**REQUIRED ACTIONS:**
1. Answer these questions using the Entrapment movie review.
(a) What number goes with Entrapment in the movie quiz?
(b) Who directed Entrapment?
(c) Which Alfred Hitchcock film does the review mention, and what number does it give that film?
2. According to the Entrapment movie review, why would Sean Connery feel at home in this film?
3. Continue the Entrapment movie review, starting after its last sentence.

**EXCERPT TO READ:**
===============

ROVIN' AND RAVIN' WITH MIKE

Copyright  ©   1999 by Michael Segers All rights reserved 

 

 

 

Grumpy Old Man, Cute Young Investigator

 

Entrapment

       Before we get to the business at hand, a bit of pleasure, a movie quiz. Here are four movies, each paired with a number. What is the relationship of each movie to its number. First, two movies from last year: Bulworth, starring Halle Berry and Warren Beatty—31; Six Days, Seven Nights, starring Anne Heche and Harrison Ford—27. Then, this week’s offering, Entrapment—39.

      Finally, a film to keep your eyes out for, Wonderland, starring Leonardo DiCaprio, playing an unworldly graduate student who discovers the location of the manuscript of a lost third Alice book by Lewis Carroll, and Susan Sarandon, as a high-octane New York editor determined to make millions from his discovery. While they travel to Ulan-Batur to find the manuscript in an abandoned monastery, they squabble, insult each other… and fall in love. The number associated with this movie is 28.

      Now, for another bit of pleasure, Entrapment, directed by Jon Arniel, and starring Sean Connery and Catherine Zeta-Jones (last seen in The Mask of Zorro), a film as cozy and warm as a cat, specifically a cat burglar. It’s a cinematic archetype—just a cliché with a college education—that the cat burglar is the gentleman of thieves, never stooping to violence, using his equally lithe body and mind to steal outrageous treasures that he doesn’t really need. And if, along the way, he steals a heart…. Think of Alfred Hitchcock’s To Catch a Thief (1955), starring Grace Kelly and Cary Grant. (By the way, the number for To Catch a Thief is 25.) Think of David Niven, too cool and debonair to be intellectual.

      There’s nothing new in Entrapment, except enough technological toys to make ex-James-Bond Connery feel at home. But, why fix something that works? And the tried, true, perhaps hackneyed formulas of the cat burglar yarns work, and still work quite well. The plot doesn’t make any sense. Would anyone with any sense get him or herself caught in such an absurd cliff-hanger, uh, bridge-hanger? Does Maury Chaykin have to wear lipstick—and not wear a shirt?

===============

**DATASET SECTION:**
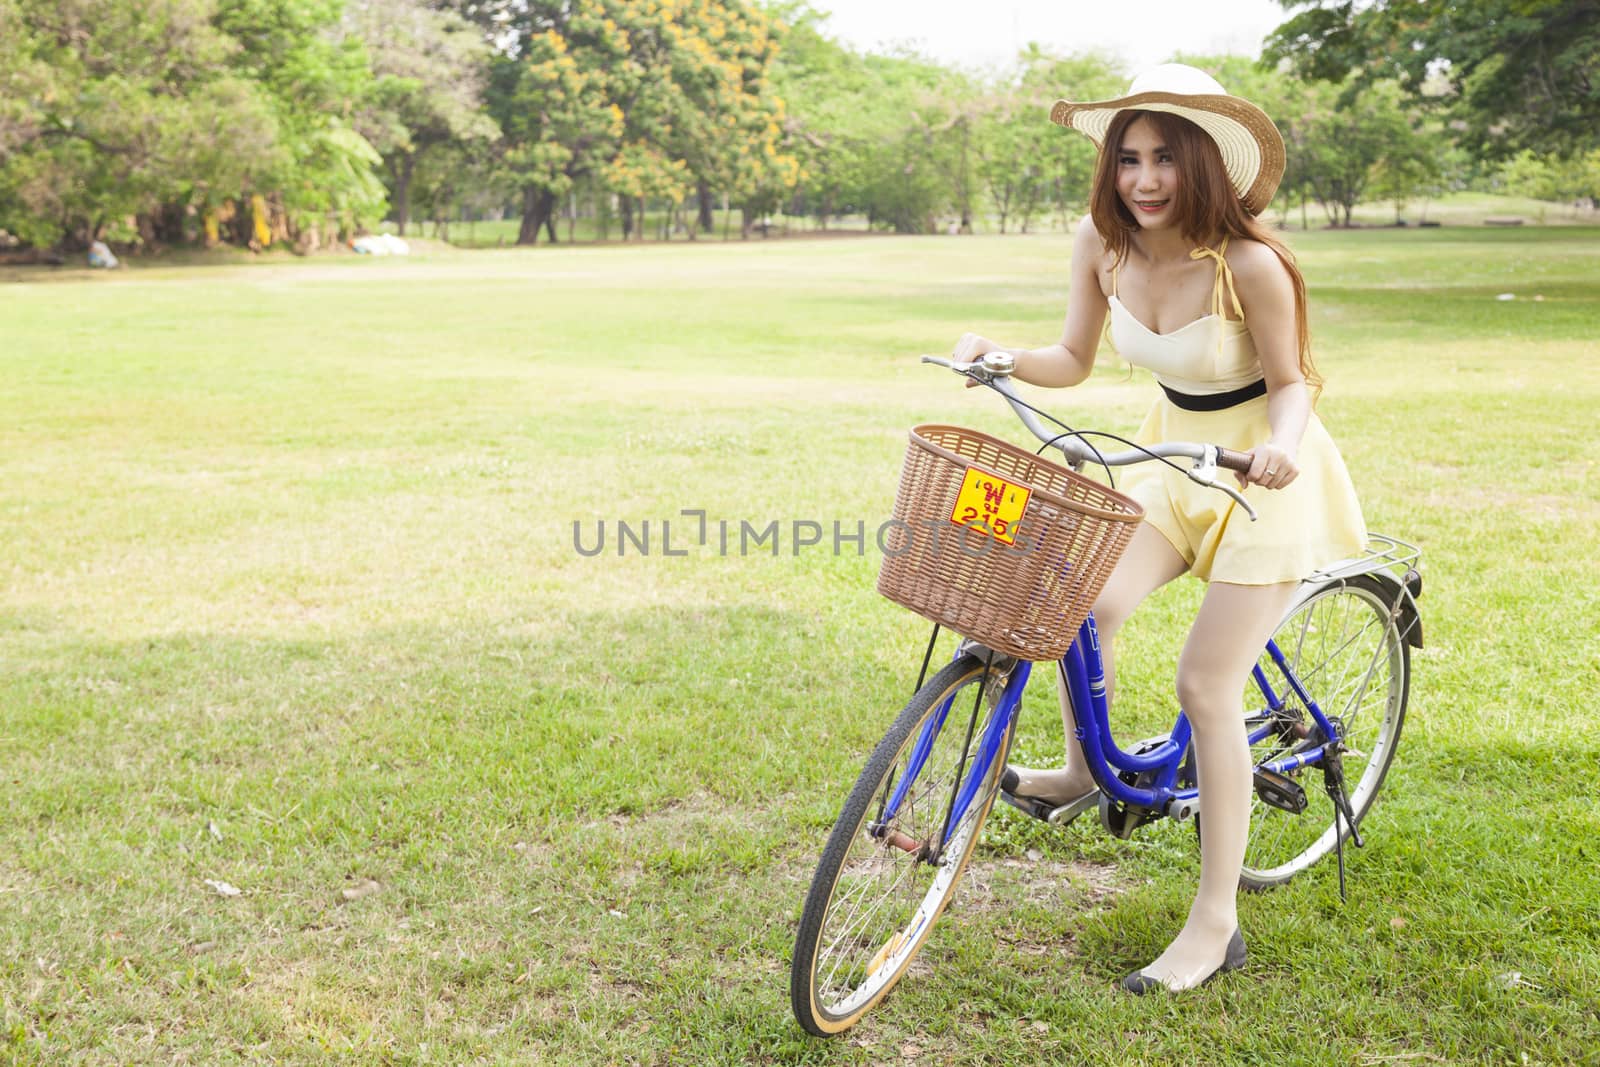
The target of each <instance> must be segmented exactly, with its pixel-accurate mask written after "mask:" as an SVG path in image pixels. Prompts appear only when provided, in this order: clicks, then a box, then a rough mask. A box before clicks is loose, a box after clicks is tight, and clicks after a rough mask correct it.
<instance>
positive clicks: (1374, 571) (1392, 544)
mask: <svg viewBox="0 0 1600 1067" xmlns="http://www.w3.org/2000/svg"><path fill="white" fill-rule="evenodd" d="M1421 558H1422V550H1421V549H1419V547H1416V545H1414V544H1408V542H1405V541H1400V539H1398V537H1390V536H1387V534H1381V533H1371V534H1368V536H1366V552H1363V553H1362V555H1352V557H1350V558H1347V560H1339V561H1338V563H1330V565H1328V566H1325V568H1322V569H1320V571H1315V573H1312V574H1310V576H1307V577H1306V581H1307V582H1326V581H1336V579H1341V577H1355V576H1357V574H1373V573H1376V571H1387V573H1389V574H1390V577H1394V579H1395V581H1397V582H1402V584H1403V582H1405V576H1406V573H1408V571H1411V569H1413V568H1414V565H1416V561H1418V560H1421Z"/></svg>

===============

**REPLIES:**
1.
(a) 39
(b) Jon Arniel
(c) To Catch a Thief (1955), with the number 25

2. The film has enough technological toys to suit Connery, who once played James Bond. The review calls these toys the only new thing in Entrapment.

3.
      The plot doesn’t make any sense, and there is hardly any characterization. Oh, there are hints, suggestions, but the two main characters, Mack the thief (Connery) and Gin the insurance investigator (Zeta-Jones) are not much more than chess pieces, a high-stepping knight and an inscrutable queen. The minor characters, Gin’s boss (Will Patton) and Mack’s accomplice (Vingt Rhames), are nothing but pawns.

      Somehow, the plot gets tangled up in the change of millennia, a twenty-eight million dollar Rembrandt, and a forty-million dollar Chinese mask (small change, compared to the eight billion dollar heist that is the focus of the last half of the film). But, we all know within ten minutes that the plot is really about uniting the two principals. Unite they do, in a love scene that doesn’t cross the line to sex scene. 

     In fact, there is no sex or murder in this film. Cat burglars play by the rules, you know, and Connery’s Mack knows the rules. There are moments when he comes across as a sort of Henry Higgins of crime. But, then the fun begins. By the time the last star-crossed double-cross is unraveled, you may be cross-eyed trying to keep up with everything that happens. Before you throw your popcorn box away, you’ll be checking to see if a million-dollar computer chip has been glued to the bottom. It happens, you know.

      Yeah, only in the movies. But, even if your life doesn’t take such an exciting turn, may you have such an elegant, droll, brainy companion as the couple on screen. This is a great movie for eating popcorn and giving into the moment, to let yourself worry if our thieves get themselves out of their current fix.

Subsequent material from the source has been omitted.